-- WORK REQUEST --
Retype the records exactly, including every line.

-- DATASET RECORDS --

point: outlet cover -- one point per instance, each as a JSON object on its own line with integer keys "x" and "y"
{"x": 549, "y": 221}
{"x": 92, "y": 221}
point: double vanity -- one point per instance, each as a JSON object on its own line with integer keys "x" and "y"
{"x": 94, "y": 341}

-- TASK ANSWER --
point: outlet cover -- one point per instance, each as a JSON object on its own line with integer keys "x" and "y"
{"x": 549, "y": 221}
{"x": 92, "y": 221}
point: double vanity -- one point per instance, each as a JSON object on its own line with integer keys "x" and "y"
{"x": 94, "y": 341}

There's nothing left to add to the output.